* **YOUR ASSIGNMENT**:
Retype only what runs from the line that contains "x=280, y=13" through the last line of the listing below, both lines included.

* **TASK INPUT**:
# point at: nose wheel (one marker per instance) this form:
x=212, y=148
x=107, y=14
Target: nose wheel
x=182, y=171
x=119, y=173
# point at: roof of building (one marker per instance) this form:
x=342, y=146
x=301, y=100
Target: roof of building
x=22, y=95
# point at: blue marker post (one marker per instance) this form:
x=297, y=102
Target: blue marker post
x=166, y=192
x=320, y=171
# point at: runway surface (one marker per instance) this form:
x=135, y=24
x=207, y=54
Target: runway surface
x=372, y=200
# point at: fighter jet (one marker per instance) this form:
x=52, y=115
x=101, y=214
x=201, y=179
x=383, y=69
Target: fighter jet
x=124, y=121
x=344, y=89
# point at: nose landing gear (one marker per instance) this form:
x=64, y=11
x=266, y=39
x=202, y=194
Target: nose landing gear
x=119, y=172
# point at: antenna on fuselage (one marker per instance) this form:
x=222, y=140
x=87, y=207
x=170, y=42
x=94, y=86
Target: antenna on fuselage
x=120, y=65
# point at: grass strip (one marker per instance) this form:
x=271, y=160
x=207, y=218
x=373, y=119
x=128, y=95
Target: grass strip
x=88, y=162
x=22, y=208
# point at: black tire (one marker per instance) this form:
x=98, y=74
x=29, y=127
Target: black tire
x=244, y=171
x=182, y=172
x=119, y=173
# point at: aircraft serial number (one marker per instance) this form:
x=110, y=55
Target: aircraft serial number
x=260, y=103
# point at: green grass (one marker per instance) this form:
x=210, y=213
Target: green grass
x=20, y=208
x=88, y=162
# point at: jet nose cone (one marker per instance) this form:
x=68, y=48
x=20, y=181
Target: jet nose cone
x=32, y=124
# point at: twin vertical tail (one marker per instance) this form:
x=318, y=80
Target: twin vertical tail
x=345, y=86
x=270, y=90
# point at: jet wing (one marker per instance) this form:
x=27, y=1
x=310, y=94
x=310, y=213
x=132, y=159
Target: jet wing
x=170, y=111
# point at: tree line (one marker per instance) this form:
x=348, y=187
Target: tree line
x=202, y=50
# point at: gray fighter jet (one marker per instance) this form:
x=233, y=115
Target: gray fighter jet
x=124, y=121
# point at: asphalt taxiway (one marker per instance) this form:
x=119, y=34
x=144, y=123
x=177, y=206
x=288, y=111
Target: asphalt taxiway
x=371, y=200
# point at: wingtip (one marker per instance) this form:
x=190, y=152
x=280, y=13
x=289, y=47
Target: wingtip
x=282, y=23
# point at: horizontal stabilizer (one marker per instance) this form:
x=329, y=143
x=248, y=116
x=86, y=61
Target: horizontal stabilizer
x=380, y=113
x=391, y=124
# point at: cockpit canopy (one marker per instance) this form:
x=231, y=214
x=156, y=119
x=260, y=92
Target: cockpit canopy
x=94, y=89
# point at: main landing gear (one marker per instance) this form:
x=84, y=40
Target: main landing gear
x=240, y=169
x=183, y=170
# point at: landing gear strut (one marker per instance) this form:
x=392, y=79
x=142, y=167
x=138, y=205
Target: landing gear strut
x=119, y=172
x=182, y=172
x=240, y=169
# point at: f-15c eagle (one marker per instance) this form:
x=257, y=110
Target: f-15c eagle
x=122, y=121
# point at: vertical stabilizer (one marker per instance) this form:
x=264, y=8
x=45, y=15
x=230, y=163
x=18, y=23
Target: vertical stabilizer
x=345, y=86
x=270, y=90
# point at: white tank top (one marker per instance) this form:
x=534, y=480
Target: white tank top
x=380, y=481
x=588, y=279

* **RESPONSE BELOW**:
x=280, y=13
x=289, y=47
Target: wingtip
x=282, y=23
# point at: horizontal stabilizer (one marker per instance) this form:
x=329, y=143
x=248, y=116
x=86, y=61
Target: horizontal stabilizer
x=380, y=113
x=391, y=124
# point at: cockpit canopy (one marker per instance) this form:
x=231, y=214
x=156, y=119
x=260, y=92
Target: cockpit canopy
x=94, y=89
# point at: main landing gear (one marker per instance) this form:
x=84, y=40
Target: main landing gear
x=240, y=169
x=183, y=170
# point at: landing gear strut (one marker per instance) this form:
x=392, y=79
x=142, y=167
x=138, y=205
Target: landing gear strut
x=119, y=172
x=182, y=172
x=240, y=169
# point at: f-15c eagle (one marker per instance) this form:
x=257, y=110
Target: f-15c eagle
x=122, y=121
# point at: vertical stabilizer (one marker per instance) this form:
x=264, y=8
x=45, y=15
x=230, y=163
x=18, y=23
Target: vertical stabilizer
x=345, y=86
x=270, y=90
# point at: white tank top (one marker per instance) this form:
x=534, y=480
Target: white tank top
x=380, y=481
x=588, y=279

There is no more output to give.